Work to complete:
Set down, without any changes, the part of the pigment extraction protocol from "Extraction of pigments" to "a new vial.".

Extraction of pigments
100 ml of cells were grown as described above. The culture was induced with 5 mM arabinose for 24 h at 37°C. After incubation cell pellets were collected by centrifuging at 6000 rpm for 10 min at 4 °C. Supernatant was discarded and 2,5 ml of acetone were added. Sample was vortexed and incubated at 50 °C for 10 min. Another centrifuge was performed to separate the extract from the pellet, the extract was then transferred into a new vial.
TLC
Silica gel was used as the direct phase. A small sample quantity using a capillary was applied on the TLC plate. A solution of n-exane and 1% of ethyl-acetate was used as mobility phase.
UV-VIS
Extracted pigments in acetone were placed in a 700 μL quartz cuvette and the absorbance was read with an Agilent Cary 8454 UV-Vis between 300 nm and 800 nm. The samples were blanked with acetone. The reference was done with pure retinal and pure βcarotene.

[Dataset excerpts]
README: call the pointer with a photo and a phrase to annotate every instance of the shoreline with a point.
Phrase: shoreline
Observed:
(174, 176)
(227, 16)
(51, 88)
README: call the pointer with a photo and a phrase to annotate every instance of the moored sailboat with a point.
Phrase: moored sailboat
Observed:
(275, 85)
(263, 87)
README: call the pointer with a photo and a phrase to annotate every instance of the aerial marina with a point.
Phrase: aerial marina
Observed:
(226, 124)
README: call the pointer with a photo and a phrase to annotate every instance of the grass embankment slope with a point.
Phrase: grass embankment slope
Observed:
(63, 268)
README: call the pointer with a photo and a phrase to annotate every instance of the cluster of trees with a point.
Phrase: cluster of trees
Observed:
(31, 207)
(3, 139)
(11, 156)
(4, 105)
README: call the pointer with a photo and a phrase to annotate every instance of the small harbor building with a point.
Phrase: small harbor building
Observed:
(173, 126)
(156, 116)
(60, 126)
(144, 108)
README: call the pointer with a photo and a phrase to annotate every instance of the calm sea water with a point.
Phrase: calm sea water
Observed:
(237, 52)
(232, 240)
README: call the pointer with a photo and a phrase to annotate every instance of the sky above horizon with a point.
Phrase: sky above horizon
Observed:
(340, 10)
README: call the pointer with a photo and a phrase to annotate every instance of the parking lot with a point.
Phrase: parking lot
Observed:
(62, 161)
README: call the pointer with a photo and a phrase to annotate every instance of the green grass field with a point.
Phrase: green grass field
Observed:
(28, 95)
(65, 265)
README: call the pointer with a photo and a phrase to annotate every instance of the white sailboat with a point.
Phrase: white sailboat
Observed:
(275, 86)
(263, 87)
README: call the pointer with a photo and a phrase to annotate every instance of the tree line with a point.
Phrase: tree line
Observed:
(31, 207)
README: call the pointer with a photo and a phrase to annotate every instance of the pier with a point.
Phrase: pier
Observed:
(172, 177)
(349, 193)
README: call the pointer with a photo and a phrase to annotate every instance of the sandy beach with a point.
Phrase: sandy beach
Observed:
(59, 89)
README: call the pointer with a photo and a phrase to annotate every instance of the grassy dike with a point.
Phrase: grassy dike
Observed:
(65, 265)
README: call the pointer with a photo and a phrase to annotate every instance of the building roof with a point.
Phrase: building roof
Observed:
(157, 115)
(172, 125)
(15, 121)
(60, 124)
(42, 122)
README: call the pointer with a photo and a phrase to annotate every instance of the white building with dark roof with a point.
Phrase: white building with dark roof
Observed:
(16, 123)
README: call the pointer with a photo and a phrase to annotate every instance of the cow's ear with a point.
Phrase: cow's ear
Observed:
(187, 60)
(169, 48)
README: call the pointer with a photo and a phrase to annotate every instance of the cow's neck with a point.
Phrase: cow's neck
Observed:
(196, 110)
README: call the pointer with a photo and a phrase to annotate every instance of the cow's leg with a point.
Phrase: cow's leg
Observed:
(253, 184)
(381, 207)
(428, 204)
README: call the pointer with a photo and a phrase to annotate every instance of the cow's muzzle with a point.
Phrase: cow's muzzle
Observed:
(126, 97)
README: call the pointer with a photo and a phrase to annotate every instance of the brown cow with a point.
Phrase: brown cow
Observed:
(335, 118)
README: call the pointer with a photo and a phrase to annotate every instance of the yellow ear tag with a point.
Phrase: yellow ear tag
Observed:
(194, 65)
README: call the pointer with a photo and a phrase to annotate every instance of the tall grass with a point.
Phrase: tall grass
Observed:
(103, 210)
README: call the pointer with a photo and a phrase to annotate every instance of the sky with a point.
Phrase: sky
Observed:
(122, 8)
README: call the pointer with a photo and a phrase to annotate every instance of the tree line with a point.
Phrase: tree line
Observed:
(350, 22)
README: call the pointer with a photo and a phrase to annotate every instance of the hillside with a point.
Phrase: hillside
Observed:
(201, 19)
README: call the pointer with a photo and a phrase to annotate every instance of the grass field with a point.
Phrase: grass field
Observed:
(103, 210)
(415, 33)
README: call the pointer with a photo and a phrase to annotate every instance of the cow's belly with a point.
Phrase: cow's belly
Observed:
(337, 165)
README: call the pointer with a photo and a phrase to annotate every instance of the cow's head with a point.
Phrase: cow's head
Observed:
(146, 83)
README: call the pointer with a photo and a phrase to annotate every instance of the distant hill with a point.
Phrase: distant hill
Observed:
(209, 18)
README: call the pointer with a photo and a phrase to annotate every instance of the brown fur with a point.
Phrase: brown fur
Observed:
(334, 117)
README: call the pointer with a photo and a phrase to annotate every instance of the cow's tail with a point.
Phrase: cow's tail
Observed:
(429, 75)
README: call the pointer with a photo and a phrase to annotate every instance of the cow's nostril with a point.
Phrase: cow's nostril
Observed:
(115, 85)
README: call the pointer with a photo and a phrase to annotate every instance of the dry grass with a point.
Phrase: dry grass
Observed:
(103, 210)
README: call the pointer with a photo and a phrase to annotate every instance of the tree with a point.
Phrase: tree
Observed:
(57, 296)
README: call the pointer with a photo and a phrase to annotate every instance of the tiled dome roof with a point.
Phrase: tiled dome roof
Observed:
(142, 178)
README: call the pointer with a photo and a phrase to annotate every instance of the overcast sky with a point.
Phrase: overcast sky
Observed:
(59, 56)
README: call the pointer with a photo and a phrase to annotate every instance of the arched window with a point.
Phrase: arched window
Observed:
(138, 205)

Finished task:
Extraction of pigments
100 ml of cells were grown as described above. The culture was induced with 5 mM arabinose for 24 h at 37°C. After incubation cell pellets were collected by centrifuging at 6000 rpm for 10 min at 4 °C. Supernatant was discarded and 2,5 ml of acetone were added. Sample was vortexed and incubated at 50 °C for 10 min. Another centrifuge was performed to separate the extract from the pellet, the extract was then transferred into a new vial.